Texte fourni
((

Design

Petites conversations entre objets

Par Christian Simenc · Le Journal des Arts

Le 12 novembre 2007 - 720 mots

À Paris, Grcic dialogue avec les œuvres du Musée des arts décoratifs.

Paris - Mettre en regard deux œuvres pour les interroger de concert ou, plus exactement, pour les faire se répondre est devenu un procédé à la mode. Les expositions dédiées au design s’y soumettent parfois. Lorsqu’elles se contentent de rester sur un plan purement formel, elles convainquent peu. C’est le cas notamment de la présentation « Design contre design », actuellement au Grand Palais, à Paris (Lire le JdA n°267, p. 24). D’autres, en revanche, méritent le détour. Aussi minuscule soit-elle – 180 m2 –, l’exposition « Small Talk » [« Petites conversations »], au Musée des Arts décoratifs, à Paris, est de celles-ci. Ledit musée a ainsi invité le designer allemand Konstantin Grcic – prononcer quelque chose comme « Gritchitche » – à composer des « dialogues » en juxtaposant une pièce de sa propre production avec une pièce choisie dans le fonds des Arts décoratifs. Au total, Grcic a inventé douze « tête-à-tête » d’objets. Pour accroître sans doute le sentiment de duos qui bavardent entre eux, il les a coiffés de « bulles » façon bande dessinée, dans lesquelles défilent les mots d’une possible conversation.
De prime abord, on pourrait s’étonner du choix du musée en faveur de Konstantin Grcic pour écrire ces fameux « dialogues ». L’homme, comme ses objets d’ailleurs, est, en effet, tout sauf bavard. « Je ne parle pas beaucoup, admet le designer. En revanche, il m’arrive parfois de parler aux objets, un peu comme ces gens qui discutent avec leurs plantes ou leurs animaux ». Ce principe même du « dialogue d’objets » lui est donc plutôt familier. « Cette idée de faire dialoguer des objets existe chez moi de manière très naturelle, souligne Grcic. Cela a très certainement à voir avec mon enfance. Je me suis toujours demandé ce qui se passe la nuit dans les musées, ce que les œuvres peuvent manigancer entre elles dès que les lumières s’éteignent... »

))

Données fournies
((

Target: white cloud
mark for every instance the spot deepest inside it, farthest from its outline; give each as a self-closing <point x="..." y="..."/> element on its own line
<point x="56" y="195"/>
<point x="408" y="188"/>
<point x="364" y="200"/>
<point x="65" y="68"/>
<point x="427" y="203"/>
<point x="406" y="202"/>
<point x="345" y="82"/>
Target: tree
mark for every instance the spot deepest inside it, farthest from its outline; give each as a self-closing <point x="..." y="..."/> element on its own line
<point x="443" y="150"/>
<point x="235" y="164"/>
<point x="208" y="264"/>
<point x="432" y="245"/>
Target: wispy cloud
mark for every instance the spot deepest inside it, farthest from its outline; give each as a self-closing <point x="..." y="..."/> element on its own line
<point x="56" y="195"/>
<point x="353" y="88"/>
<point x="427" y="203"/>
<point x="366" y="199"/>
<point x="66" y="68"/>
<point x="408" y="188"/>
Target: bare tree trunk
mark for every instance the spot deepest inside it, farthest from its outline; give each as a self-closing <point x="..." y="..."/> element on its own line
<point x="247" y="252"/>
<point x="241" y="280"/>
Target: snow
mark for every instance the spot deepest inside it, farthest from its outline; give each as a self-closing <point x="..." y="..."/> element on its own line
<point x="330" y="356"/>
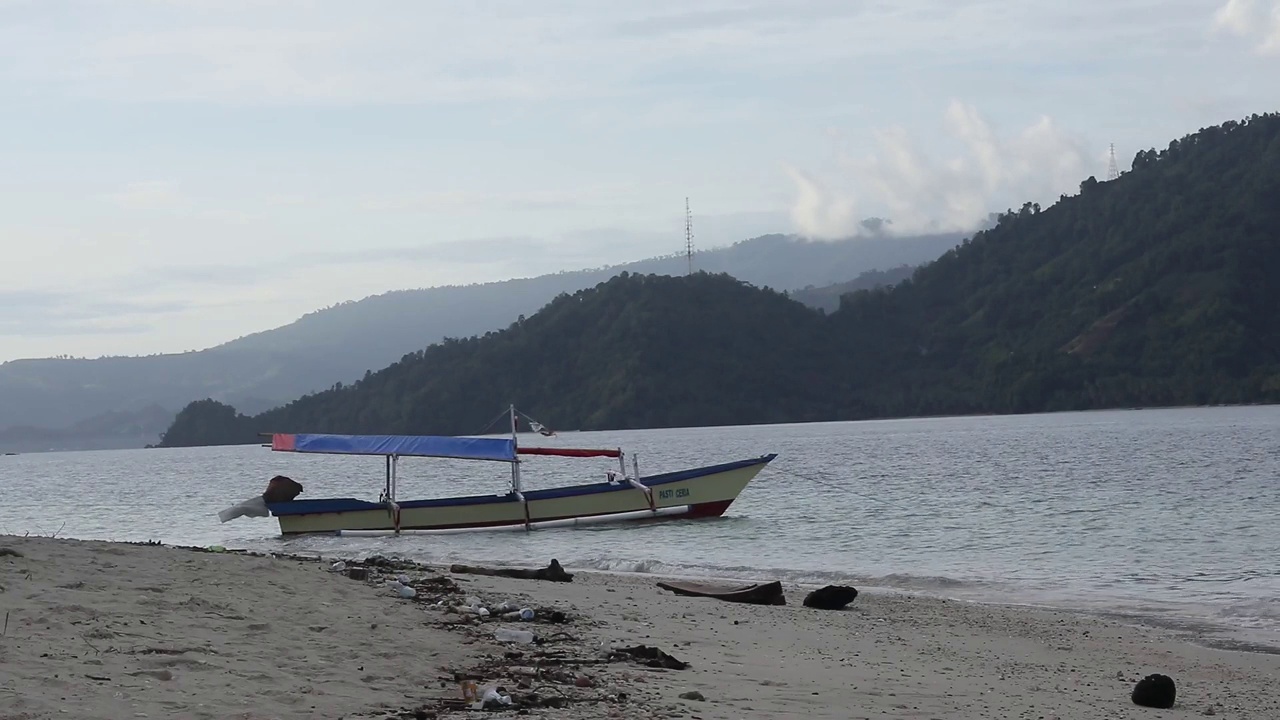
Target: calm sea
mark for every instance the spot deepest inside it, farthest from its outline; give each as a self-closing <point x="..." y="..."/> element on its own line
<point x="1169" y="515"/>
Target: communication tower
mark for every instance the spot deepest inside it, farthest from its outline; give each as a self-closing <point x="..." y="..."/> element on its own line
<point x="689" y="237"/>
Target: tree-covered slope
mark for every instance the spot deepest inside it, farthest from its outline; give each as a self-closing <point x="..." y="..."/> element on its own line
<point x="626" y="354"/>
<point x="339" y="343"/>
<point x="1156" y="288"/>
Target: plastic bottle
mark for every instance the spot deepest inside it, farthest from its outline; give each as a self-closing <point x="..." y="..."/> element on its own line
<point x="510" y="636"/>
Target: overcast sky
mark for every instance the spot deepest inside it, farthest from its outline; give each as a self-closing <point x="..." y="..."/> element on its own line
<point x="177" y="173"/>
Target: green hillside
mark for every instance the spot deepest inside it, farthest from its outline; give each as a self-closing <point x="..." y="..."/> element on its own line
<point x="1156" y="288"/>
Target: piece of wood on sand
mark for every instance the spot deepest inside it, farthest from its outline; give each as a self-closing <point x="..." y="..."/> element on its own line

))

Travail demandé
1. Résumez en deux phrases l'article sur l'exposition de Grcic.
2. Reprenez, s'il vous plaît, l'article sur l'exposition de Grcic à la suite de son dernier paragraphe.

Résultats de l'exercice
1. Au Musée des Arts décoratifs, à Paris, l'exposition « Small Talk » réunit douze « tête-à-tête » où le designer allemand Konstantin Grcic juxtapose une pièce de sa propre production avec une pièce choisie dans le fonds du musée, chaque duo étant coiffé de « bulles » façon bande dessinée. Peu bavard, Grcic admet qu'il lui arrive de parler aux objets et relie cette idée de faire dialoguer des objets à son enfance.

2.
Correspondances
Dans un premier temps, le designer a choisi quelques-unes de ses propres pièces, puis a imaginé les objets qu’il souhaitait leur voir associer sous forme de descriptions, de typologies, de fonctions, voire de matériaux. Au sein des collections du musée, sa sélection s’est peu à peu affinée pour aboutir à ces douze « paires » d’objets. « Cela s’est fait sans systématisation, résume Konstantin Grcic. Au final, c’est un choix très personnel. »
Ce dernier n’a pas privilégié l’approche formelle, « trop simpliste » selon lui. Là est la réussite de l’exercice. De manière subtile, il interroge tout : la forme, la fonction, le matériau, le processus de fabrication, la logique, le signe, l’époque. La métaphore n’est jamais loin. En réalité, Grcic nous parle de lui. De son amour du dessin (un empilement de tasses et de théières et un berceau en bois courbé du XIXe siècle) ; de son attirance pour l’anonymat de l’archétype (la lampe May Day et le tabouret Berger de Charlotte Perriand) ; de la recherche de l’équilibre (la chaise One et une pendule en bronze doré datant de 1760) ; de son goût pour l’économie (la poubelle Tip et un tabouret haut de Robert Mallet-Stevens) ; de son attention aiguë pour la fonction (le tabouret Missing Object et un prie-dieu du XVIIIe siècle) ; ou pour les petites attentions (l’escabeau Step et une table de malade en acajou du XIXe siècle). Quand sa table basse Diana B. communie avec une croix en bois polychrome du XVe siècle, Grcic dit peut-être sa quête de spiritualité. Il convoque l’enfance aussi, lorsque sa drôle de table Miura joue avec l’amusant siège d’enfant à gros pois Spotty de Peter Murdoch. Les dialogues sont miroirs.
« Tu parais justement sans mystère dans ta nudité, en regard mon chapiteau tronqué est une parfaite étrangeté, la clarté de la découpe ne nous rassemble-t-elle pas au moins ? », demande un vide-poches signé Pierre Legrain. « [Ma] translucidité dit tout d’une structure où rien n’est laissé au pli, sans ourlet ni collage, à confondre contenu et contenant. L’épiderme et ce qu’il protège ne sont qu’un. La matière, contenant et contenu, à pleines mains », lui répond la bassine 2-Hands. Les textes qui défilent dans les « bulles » sont inégaux, parfois incroyablement justes, parfois un brin emphatiques ou cherchant « le bon mot » justement. Seul hic de taille : les objets ne « dialoguent » pas entre eux, mais « monologuent » plutôt côte à côte. Heureusement, leur simple présence dit tout.

« Small Talk »

Jusqu’au 27 janvier 2008, Musée des Arts décoratifs, 107, rue de Rivoli, 75001 Paris, tél. 01 44 55 57 50.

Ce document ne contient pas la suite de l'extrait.